▶ [ASSIGNMENT] In the entries below, find the lines that contain the word "edges" and copy them.

▶ [SOURCE MATERIAL]
________________________

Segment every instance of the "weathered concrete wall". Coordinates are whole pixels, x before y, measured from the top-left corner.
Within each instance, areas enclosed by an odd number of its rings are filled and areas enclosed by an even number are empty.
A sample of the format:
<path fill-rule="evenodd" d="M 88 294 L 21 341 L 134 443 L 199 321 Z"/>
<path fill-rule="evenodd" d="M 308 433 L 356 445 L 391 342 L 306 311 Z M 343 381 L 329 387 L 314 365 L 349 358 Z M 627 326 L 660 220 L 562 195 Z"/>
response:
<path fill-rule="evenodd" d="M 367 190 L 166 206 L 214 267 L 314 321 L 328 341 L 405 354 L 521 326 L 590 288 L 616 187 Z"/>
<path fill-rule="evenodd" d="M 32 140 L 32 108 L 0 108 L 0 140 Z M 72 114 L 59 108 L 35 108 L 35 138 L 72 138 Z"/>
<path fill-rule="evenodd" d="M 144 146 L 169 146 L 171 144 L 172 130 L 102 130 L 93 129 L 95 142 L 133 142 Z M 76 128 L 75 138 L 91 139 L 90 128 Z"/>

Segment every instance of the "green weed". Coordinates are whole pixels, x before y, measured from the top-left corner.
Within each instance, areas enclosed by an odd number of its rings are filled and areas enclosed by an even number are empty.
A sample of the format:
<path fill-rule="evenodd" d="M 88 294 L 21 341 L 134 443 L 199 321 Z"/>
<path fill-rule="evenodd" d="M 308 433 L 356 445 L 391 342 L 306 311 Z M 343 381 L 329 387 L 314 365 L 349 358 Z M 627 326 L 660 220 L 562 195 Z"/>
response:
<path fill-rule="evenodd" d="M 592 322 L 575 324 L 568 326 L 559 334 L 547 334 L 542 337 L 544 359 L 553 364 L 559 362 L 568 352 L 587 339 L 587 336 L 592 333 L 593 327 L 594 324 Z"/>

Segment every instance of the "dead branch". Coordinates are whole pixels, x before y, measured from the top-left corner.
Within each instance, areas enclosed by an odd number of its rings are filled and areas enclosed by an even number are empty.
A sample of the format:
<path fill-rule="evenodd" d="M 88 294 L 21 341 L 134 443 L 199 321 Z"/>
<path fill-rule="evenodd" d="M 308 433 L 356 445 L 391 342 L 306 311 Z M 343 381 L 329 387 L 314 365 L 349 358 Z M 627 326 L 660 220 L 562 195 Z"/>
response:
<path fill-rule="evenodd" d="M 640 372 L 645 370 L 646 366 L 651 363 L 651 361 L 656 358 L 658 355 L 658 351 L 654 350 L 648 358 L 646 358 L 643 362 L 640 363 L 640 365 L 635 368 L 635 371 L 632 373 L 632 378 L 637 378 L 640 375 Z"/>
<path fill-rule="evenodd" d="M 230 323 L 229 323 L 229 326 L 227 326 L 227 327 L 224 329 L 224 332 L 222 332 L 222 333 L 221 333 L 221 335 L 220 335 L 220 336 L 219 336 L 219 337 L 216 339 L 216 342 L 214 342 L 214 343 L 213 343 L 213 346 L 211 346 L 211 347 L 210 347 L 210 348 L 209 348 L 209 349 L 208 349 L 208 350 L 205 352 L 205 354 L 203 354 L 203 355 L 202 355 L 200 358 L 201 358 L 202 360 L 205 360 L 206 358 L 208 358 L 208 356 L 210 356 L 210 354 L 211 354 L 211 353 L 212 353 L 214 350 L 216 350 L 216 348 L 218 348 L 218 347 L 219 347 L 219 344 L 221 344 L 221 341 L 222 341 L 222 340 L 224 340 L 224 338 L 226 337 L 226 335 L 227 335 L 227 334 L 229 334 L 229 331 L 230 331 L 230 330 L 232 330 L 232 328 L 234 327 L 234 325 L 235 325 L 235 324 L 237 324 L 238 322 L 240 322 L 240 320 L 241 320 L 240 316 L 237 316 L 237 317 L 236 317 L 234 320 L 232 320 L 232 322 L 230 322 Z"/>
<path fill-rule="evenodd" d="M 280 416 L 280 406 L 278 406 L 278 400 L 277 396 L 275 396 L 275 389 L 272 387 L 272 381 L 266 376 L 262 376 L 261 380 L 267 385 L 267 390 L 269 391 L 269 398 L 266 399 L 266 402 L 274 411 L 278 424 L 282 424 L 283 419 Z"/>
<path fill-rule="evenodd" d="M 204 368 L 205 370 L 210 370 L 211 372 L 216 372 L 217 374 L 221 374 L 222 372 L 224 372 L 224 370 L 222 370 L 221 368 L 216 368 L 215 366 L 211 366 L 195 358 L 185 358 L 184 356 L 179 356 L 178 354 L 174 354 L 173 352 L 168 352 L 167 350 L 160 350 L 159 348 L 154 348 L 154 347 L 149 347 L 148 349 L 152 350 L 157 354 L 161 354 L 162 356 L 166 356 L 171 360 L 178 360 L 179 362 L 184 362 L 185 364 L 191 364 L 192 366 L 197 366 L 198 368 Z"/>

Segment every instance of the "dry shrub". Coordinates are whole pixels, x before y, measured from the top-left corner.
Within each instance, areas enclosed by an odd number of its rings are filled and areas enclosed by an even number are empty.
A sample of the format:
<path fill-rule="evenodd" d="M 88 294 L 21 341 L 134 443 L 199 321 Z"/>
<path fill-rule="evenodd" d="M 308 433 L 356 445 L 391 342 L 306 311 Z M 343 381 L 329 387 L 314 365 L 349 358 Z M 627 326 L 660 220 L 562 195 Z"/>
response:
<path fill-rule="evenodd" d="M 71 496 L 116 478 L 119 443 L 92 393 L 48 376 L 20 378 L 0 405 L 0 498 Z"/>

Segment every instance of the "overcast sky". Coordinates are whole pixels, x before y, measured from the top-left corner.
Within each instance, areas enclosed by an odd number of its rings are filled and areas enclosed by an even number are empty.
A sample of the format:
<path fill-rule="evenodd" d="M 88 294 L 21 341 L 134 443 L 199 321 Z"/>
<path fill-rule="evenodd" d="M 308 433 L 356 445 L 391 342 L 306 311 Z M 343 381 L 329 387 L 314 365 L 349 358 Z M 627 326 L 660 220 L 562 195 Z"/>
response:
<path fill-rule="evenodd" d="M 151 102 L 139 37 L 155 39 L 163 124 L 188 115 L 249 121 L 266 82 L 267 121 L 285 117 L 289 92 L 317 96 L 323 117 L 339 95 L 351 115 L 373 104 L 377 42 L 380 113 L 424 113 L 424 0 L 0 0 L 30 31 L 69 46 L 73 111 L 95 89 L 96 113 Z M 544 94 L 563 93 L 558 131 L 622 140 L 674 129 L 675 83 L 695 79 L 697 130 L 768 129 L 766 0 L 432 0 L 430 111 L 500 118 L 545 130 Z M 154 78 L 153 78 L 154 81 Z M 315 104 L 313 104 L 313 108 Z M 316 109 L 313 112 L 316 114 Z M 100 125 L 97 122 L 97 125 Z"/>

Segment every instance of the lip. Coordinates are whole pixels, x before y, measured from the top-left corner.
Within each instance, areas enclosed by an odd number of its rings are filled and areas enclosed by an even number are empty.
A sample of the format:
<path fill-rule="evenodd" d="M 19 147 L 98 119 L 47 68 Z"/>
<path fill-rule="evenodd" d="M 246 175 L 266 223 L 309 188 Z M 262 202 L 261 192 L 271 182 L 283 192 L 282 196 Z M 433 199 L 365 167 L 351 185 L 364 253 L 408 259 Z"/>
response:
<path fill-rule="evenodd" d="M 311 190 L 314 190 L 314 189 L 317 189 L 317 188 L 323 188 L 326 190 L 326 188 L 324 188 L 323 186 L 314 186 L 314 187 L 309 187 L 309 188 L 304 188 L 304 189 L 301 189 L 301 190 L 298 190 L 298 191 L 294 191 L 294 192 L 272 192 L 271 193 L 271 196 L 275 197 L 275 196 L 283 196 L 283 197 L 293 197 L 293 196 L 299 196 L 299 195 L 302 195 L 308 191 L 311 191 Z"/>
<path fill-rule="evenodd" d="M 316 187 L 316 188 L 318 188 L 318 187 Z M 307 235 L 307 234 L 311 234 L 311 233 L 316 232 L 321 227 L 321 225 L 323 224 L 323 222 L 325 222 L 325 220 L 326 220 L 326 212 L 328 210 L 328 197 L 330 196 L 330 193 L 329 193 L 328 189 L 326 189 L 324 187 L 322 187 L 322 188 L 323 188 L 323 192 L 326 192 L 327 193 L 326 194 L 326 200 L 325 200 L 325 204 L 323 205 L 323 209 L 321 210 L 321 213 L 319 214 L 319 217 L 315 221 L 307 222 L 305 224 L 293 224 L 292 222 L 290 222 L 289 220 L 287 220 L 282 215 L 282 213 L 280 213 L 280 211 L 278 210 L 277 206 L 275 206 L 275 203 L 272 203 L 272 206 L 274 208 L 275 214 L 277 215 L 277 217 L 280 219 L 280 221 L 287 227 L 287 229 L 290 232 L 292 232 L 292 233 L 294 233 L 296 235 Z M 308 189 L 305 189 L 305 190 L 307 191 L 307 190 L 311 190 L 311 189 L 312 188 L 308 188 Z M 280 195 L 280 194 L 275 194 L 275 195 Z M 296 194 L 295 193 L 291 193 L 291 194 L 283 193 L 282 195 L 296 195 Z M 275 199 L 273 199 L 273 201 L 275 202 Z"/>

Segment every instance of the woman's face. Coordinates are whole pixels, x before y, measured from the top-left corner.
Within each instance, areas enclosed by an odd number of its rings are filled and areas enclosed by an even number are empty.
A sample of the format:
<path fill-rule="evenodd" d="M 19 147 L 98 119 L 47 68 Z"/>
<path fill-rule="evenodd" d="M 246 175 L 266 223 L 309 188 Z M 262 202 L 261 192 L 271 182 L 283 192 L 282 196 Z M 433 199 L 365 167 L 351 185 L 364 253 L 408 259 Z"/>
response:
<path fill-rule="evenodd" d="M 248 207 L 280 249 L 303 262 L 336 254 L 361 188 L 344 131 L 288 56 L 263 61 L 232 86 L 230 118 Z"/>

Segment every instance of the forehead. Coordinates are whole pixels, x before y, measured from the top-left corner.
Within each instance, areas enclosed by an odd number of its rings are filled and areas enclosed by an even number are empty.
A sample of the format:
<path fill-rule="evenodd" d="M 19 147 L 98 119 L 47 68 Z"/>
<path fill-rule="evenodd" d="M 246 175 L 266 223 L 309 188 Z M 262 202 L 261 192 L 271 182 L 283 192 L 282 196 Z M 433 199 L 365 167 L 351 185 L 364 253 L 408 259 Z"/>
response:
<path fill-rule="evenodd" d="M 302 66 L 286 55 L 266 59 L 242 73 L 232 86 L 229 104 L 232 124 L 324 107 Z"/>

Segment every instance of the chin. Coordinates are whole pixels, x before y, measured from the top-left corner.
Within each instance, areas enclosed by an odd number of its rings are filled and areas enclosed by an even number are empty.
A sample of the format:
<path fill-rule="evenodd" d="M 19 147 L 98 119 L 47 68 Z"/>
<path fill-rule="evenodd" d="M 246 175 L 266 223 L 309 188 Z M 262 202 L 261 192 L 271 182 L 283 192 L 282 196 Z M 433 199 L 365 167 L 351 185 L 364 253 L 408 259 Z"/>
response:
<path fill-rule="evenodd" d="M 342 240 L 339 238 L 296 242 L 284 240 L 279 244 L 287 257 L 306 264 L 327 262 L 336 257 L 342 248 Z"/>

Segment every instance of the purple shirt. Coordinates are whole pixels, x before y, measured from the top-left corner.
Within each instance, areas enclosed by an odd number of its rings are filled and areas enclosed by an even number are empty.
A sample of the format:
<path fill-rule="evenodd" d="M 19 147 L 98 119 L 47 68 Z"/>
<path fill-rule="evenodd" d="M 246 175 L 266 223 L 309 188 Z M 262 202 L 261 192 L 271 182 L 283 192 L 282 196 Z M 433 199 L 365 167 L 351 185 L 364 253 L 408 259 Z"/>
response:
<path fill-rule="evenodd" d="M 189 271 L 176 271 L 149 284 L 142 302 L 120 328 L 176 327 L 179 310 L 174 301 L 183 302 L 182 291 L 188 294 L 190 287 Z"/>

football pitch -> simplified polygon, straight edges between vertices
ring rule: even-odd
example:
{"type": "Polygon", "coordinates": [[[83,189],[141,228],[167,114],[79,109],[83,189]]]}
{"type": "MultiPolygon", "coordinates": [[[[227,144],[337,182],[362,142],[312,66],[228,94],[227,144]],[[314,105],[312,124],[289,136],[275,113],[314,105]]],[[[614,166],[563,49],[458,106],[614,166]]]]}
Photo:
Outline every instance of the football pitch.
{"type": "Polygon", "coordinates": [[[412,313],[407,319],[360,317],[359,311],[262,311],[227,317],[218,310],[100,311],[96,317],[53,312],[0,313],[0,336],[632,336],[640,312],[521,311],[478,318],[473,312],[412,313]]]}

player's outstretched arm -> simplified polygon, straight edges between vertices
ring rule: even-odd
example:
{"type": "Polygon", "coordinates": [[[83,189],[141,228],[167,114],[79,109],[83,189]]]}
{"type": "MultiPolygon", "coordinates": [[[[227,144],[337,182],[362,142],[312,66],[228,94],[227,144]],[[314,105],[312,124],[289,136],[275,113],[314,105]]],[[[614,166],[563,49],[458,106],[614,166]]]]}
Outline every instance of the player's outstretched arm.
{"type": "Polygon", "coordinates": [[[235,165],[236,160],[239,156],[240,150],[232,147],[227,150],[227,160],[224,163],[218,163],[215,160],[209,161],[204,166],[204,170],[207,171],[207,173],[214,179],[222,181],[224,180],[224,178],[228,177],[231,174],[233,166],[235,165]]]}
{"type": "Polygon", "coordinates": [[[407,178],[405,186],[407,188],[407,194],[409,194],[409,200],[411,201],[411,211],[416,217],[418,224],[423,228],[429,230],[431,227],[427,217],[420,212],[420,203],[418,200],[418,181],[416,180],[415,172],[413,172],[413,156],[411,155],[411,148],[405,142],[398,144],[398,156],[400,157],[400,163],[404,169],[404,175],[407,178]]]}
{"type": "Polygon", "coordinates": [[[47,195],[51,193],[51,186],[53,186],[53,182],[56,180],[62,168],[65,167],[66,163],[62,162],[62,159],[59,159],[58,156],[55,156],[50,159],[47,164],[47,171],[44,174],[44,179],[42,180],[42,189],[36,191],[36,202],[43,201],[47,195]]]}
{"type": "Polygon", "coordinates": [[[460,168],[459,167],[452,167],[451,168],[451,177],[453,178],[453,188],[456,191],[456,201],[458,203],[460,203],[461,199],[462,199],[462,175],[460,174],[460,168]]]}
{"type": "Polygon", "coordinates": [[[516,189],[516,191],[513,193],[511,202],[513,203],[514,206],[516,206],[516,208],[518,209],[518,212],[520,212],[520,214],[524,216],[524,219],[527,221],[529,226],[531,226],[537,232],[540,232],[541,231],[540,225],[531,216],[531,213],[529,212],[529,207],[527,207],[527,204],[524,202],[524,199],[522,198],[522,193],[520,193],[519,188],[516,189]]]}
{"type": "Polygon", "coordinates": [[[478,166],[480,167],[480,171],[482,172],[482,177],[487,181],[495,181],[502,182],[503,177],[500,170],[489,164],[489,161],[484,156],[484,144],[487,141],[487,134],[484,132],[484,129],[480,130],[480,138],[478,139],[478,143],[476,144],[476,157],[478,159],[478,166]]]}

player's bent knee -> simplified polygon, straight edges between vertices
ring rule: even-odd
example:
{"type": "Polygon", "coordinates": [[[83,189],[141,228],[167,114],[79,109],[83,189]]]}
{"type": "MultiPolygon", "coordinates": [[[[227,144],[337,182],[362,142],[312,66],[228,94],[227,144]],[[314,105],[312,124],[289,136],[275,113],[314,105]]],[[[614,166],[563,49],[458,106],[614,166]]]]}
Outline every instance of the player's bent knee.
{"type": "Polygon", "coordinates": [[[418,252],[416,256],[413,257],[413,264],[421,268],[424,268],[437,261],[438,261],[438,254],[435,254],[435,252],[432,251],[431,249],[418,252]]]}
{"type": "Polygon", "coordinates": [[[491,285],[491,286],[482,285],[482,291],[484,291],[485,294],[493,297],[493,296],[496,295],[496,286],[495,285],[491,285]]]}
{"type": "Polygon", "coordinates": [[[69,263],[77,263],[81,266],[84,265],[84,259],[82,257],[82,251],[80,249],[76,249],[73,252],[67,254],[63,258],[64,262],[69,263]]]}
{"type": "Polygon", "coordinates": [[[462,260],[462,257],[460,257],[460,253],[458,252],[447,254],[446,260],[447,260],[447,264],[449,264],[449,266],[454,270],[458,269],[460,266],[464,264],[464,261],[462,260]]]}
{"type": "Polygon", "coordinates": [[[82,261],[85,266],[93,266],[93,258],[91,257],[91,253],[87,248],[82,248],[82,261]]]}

________________________

▶ [RESULT]
football pitch -> simplified polygon, straight edges between vertices
player's outstretched arm -> simplified polygon, straight edges between vertices
player's bent knee -> simplified polygon, straight edges between vertices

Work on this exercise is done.